In October 2017, India-China border tensions perhaps inspired the Indian government to impose some quality standards on Chinese imports – as do many leading economies on all imports. But when consumers themselves do not care much about the quality of goods they buy, the government will not care much.

Cheap quality imports not only hurt the economy, but feed the infamous ‘chalta hai’ (‘anything goes’) mindset – the biggest barrier to Indian industry not owning a globally recognized brand name.
Despite decades of independence and becoming masters of our destiny, despite having a US$ 2.2 trillion GDP and one of the world’s fastest growing economies, India is yet to create an equivalent of a Mercedes Benz or Rolls Royce, Omega or Tissot, a Lindt or Toblerone.

Yes, many multinational brands are being made in India for decades – like Colgate and Nestle – but Asia’s third largest economy is yet to be birthplace of any consumer product known worldwide. India is supposed to be a software leader, but is yet to produce a Microsoft or Google.

Obviously, not all Chinese imports are quality-impoverished, with brands like ‘Haier’ and ‘Vivo’ enjoying legitimate success. In fact, India’s only homegrown brand that is a clear global leader in its field is the Vivo-sponsored Indian Premier League (IPL).

◆ ◆ ◆

» WHAT TO DO
• A. What size of GDP does the passage on Indian brands give for India?
• B. Please copy out the stretch of the passage on Indian brands from "Yes, many multinational" through "Premier League (IPL)." word for word.
The lines after this have no connection to the passage on Indian brands.

» EXTRACTED INFORMATION
◆ ◆ ◆

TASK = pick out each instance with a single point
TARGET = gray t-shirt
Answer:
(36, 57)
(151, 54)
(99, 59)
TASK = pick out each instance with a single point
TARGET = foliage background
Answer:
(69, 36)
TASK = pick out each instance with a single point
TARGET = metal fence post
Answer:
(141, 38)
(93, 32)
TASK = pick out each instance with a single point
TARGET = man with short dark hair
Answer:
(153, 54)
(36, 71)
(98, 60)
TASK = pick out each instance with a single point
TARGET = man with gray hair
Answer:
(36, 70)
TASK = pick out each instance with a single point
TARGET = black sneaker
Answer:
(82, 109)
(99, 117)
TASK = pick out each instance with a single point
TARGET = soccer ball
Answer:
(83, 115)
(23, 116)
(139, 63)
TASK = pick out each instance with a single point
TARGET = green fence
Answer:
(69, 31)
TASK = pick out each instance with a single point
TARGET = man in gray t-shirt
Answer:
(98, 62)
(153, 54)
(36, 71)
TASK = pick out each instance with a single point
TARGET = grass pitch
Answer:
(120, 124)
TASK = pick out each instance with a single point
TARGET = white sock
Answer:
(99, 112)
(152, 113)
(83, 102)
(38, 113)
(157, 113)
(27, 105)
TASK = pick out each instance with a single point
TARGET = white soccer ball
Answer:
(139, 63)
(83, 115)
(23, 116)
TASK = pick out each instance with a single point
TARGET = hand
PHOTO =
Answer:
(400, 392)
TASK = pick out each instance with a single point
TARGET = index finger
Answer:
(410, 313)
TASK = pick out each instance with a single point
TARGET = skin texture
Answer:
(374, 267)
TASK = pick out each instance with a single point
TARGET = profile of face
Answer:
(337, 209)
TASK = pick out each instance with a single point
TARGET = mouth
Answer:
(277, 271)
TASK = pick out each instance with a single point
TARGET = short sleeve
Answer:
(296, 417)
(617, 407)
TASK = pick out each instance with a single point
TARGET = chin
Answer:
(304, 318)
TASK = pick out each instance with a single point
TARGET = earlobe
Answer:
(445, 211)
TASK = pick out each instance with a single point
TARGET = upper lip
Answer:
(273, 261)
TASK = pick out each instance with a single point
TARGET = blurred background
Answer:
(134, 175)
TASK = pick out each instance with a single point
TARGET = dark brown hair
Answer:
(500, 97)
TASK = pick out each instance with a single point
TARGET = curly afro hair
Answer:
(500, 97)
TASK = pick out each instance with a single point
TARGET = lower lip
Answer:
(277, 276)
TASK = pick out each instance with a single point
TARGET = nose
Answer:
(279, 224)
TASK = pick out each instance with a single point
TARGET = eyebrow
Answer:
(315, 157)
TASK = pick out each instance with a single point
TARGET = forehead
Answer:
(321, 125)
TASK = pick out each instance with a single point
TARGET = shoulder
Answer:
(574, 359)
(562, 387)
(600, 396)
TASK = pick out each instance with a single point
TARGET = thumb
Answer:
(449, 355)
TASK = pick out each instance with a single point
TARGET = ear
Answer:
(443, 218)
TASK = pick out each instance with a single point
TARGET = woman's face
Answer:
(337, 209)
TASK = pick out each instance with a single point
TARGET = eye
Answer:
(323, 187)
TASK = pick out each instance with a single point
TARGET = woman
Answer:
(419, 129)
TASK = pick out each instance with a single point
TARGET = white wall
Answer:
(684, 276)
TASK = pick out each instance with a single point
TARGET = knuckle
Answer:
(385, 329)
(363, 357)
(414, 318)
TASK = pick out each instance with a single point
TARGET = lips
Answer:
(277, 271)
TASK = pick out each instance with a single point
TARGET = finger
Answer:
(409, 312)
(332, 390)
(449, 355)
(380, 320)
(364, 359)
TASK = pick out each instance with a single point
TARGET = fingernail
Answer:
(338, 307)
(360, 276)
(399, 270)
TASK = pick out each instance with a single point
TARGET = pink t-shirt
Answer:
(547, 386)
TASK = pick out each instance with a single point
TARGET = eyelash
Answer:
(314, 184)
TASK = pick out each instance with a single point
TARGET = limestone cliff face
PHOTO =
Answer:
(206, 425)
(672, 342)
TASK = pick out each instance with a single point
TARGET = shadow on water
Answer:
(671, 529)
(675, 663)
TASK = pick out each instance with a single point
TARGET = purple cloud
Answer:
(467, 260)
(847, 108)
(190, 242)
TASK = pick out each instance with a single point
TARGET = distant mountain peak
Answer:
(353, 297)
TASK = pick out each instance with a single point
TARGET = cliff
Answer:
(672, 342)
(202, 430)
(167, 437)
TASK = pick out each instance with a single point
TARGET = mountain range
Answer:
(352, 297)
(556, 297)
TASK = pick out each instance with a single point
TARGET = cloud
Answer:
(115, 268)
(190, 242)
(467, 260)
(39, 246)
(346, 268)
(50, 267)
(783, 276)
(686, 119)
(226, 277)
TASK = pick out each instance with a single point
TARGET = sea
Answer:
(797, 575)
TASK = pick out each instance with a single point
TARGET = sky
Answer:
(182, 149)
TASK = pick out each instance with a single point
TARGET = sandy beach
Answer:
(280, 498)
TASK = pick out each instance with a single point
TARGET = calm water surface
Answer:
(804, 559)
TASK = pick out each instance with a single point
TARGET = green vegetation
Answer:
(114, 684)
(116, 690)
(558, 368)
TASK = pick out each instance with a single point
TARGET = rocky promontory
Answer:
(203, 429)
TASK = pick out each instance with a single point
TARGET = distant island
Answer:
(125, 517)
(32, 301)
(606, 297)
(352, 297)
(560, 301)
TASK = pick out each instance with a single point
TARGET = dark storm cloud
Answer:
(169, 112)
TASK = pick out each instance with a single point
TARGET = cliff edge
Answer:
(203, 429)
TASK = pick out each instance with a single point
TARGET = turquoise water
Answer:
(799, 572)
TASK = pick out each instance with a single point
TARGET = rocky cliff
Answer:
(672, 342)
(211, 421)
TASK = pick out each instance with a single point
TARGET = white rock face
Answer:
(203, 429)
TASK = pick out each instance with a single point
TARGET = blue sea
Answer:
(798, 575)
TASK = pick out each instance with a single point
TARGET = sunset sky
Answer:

◆ ◆ ◆

» PER-TASK ANSWERS
• A. US$ 2.2 trillion.

• B.
Yes, many multinational brands are being made in India for decades – like Colgate and Nestle – but Asia’s third largest economy is yet to be birthplace of any consumer product known worldwide. India is supposed to be a software leader, but is yet to produce a Microsoft or Google.

Obviously, not all Chinese imports are quality-impoverished, with brands like ‘Haier’ and ‘Vivo’ enjoying legitimate success. In fact, India’s only homegrown brand that is a clear global leader in its field is the Vivo-sponsored Indian Premier League (IPL).